What you are asked to do
Render this sentence from the kiln-firing text in Spanish: "I installed a pyrometer which I rely on heavily to monitor rates of change."

───── Text passage ─────

When I was first setting up this kiln I got a lot of great advice from this
group. I've been set up for a few months now and have completed 2 firing
cycles (bisque/glaze) however, I still qualify as a complete newbie!

The kiln is an electric cylindrical kiln, 7 cu. ft. I have some firing
schedules for bisque and glaze that were passed on to me. I try to follow
them as best as possible as my kiln (3 zones) has the old lo-med-hi switches
which don't offer a lot of control. I installed a pyrometer which I rely on
heavily to monitor rates of change. I also use the kiln sitter and witness
cones.

My confusion stems mainly from the relationship between the cones/kiln
sitter/ and pyrometer. For example, when bisque firing to cone 04, the
chart states 1940 F at a certain rate for the regular cone. My kiln sitter
is shutting off at 1979 - 1984 which jibes with my witness cones pretty
well. At the point my kiln sitter goes off I check the pyrometer, and
adjust the controls to hold that temperature for 20 minutes. Is this a good
idea? Should I also be holding the temperature when glaze firing for 20
min? Doesn't holding a temperature just equate to over firing?

───── Data below ─────

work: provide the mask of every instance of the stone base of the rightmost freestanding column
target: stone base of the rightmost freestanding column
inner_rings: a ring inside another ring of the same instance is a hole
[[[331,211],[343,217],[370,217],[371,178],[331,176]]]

─────

Solution to this exercise
Instalé un pirómetro del que dependo mucho para controlar las velocidades de cambio.